Three Systems, Not One
"Rate limiting" gets used as a catch-all for anything that rejects or slows down requests. But there are actually three distinct mechanisms, each protecting against a different failure mode, each asking a different question:
| Mechanism | Question it asks | What it protects |
|---|---|---|
| Load shedding | "Is this server healthy enough to handle ANY request?" | The server from itself |
| Rate limiting | "Is THIS CALLER sending too many requests?" | The system from abusive callers |
| Adaptive throttling | "Is the DOWNSTREAM struggling right now?" | Downstream services from this server |
A rate limiter won't save you when your server is OOM-ing — every user is within their quota, the server is just dying. Load shedding won't stop one customer from consuming 80% of your capacity — total concurrency is fine, the distribution is unfair. And neither will prevent you from hammering a downstream service that's already struggling.
These are complementary systems. Treating them as one thing — or building only one of the three — leaves gaps that show up exactly when you need protection most.
The Three Layers
Each layer asks a different question. Each protects a different thing.
Layer 1 — Load Shedding protects this server from itself. Is memory pressure too high? Are there too many concurrent requests? Did a downstream just return RESOURCE_EXHAUSTED? If any of these are true, reject immediately — doesn't matter who the user is, doesn't matter what the request is. The building is at capacity.
Layer 2 — Rate Limiting protects the system from abusive users. Is this specific user, API key, or IP address sending more than their allowed share? This is the classic rate limiter — per-user counters, sliding windows, token buckets.
Layer 3 — Adaptive Throttling protects downstream services from this server. The server tracks its success rate when calling each downstream. If 20% of calls to the payment service are failing, it starts probabilistically dropping 20% of outbound calls — giving the payment service breathing room to recover.

Provided records =
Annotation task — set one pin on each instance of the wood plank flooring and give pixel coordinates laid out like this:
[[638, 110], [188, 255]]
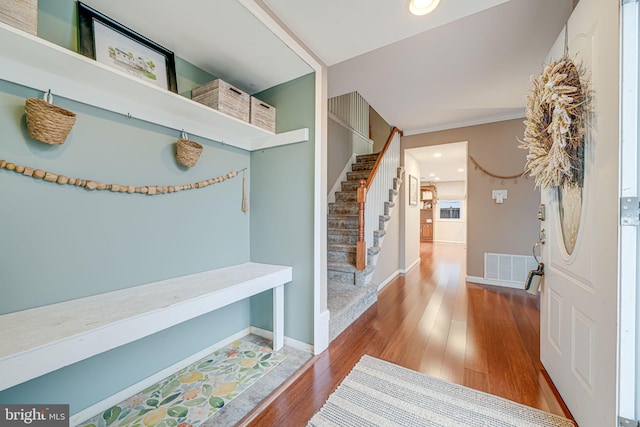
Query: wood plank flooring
[[430, 320]]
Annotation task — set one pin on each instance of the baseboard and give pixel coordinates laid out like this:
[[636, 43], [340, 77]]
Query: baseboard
[[290, 342], [492, 282], [411, 266], [388, 280], [321, 338], [112, 400]]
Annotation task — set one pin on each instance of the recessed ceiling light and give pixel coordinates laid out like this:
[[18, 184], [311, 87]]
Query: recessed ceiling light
[[422, 7]]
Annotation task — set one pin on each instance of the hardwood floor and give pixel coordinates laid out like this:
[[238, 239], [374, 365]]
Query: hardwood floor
[[430, 320]]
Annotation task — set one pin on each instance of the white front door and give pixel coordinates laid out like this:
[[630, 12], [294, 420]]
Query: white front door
[[579, 299]]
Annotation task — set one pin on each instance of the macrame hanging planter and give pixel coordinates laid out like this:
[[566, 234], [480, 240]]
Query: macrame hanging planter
[[555, 124]]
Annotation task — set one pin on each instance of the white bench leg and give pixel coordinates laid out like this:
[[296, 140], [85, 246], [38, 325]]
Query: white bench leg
[[278, 317]]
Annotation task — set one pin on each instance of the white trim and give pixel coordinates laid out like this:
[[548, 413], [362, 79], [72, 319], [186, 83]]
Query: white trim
[[388, 280], [288, 341], [628, 381], [260, 10], [337, 186], [323, 327], [484, 121], [411, 266], [114, 399], [501, 283]]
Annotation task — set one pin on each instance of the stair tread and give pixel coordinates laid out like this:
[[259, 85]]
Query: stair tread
[[347, 268], [342, 230], [341, 247]]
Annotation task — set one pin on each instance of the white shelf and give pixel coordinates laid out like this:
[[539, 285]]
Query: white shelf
[[43, 339], [30, 61]]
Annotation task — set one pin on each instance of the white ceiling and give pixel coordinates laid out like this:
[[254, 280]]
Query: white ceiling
[[467, 62]]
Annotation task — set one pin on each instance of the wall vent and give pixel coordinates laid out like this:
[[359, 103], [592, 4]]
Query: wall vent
[[508, 268]]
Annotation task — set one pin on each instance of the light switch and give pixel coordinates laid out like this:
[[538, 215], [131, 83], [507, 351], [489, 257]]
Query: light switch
[[499, 195]]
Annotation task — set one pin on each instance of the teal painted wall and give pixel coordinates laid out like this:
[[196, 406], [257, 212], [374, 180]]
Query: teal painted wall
[[282, 209], [62, 242]]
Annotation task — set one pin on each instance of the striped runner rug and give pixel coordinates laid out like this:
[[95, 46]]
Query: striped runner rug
[[379, 393]]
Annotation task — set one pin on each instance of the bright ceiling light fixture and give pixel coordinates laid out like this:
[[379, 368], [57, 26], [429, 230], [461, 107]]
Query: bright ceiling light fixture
[[422, 7]]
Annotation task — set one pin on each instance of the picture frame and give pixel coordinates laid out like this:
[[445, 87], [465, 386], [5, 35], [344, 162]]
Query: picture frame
[[111, 43], [413, 190]]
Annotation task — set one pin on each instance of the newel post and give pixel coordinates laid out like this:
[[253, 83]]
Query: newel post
[[361, 246]]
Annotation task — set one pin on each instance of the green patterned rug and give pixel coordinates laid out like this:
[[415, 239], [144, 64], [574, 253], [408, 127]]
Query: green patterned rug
[[192, 395]]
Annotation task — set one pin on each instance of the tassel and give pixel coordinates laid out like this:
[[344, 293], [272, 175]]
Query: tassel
[[245, 205]]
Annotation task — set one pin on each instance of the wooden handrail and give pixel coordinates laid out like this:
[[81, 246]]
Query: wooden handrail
[[382, 153], [361, 246]]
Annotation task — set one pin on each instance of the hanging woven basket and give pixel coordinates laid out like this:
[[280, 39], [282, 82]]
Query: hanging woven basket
[[188, 152], [48, 123]]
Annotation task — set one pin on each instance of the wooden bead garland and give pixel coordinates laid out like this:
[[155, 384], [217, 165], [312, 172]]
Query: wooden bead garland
[[116, 188]]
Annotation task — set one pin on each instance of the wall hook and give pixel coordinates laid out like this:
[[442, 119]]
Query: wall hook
[[48, 97]]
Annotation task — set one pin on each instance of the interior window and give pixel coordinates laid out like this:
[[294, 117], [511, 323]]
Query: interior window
[[450, 209]]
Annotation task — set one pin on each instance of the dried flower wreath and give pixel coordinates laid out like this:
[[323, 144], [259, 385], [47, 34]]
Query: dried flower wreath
[[554, 134]]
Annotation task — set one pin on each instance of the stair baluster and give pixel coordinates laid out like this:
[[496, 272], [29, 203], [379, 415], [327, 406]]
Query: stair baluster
[[361, 245]]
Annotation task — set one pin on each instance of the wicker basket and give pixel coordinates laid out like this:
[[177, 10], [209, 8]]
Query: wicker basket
[[188, 152], [48, 123]]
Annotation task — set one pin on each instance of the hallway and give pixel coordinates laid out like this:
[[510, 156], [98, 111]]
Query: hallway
[[430, 320]]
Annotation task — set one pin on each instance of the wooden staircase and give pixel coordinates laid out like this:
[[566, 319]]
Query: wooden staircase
[[349, 291]]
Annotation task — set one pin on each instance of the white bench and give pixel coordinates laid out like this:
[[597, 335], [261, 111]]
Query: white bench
[[36, 341]]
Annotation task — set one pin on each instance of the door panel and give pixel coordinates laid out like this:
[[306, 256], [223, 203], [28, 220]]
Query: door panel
[[579, 298]]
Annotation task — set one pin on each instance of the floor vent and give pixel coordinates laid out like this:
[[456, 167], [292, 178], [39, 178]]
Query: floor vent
[[508, 268]]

List of tasks =
(1) In the text on request protection mechanisms, why won't a rate limiter save a server that is running out of memory? Answer in one to three sentences.
(2) Carry on the text on request protection mechanisms from its final sentence.

Answers given =
(1) Every user is still within their quota, so the rate limiter finds no caller to reject. The trouble is that the server itself is dying, and protecting the server from itself is the job of load shedding.

(2)
Why the Order Matters
Layer 1 runs at the highest priority — before authentication, before request parsing, before anything. Here's why:
If rate limiting (Layer 2) runs first, the server spends CPU checking Redis counters, computing sliding window math, and doing per-user lookups. Then it reaches Layer 1, which says "actually, the server is dying, reject everything." All that rate-limit computation was wasted on a request you were going to reject anyway.
Load shedding is cheap — one atomic counter check or one GC flag read. It takes microseconds. Rate limiting might require a Redis round-trip. Run the cheap check first.
Think of it like a nightclub. The fire marshal at the door (load shedding) doesn't check your ID. "Building is at capacity. Nobody gets in." Only if the building isn't full does the bouncer (rate limiter) check your guest list.
What Each Layer Catches That The Others Miss
- A bad deployment causes OOM. Your new ML model eats 3x the expected memory. Layer 1 sees GC pressure spike and starts shedding. Layer 2 is blind — every user is within their rate limit. Layer 3 is blind — the downstream is fine. Without load shedding, you're relying on Kubernetes to OOM-kill the pod and restart it, which takes 30-60 seconds of full outage.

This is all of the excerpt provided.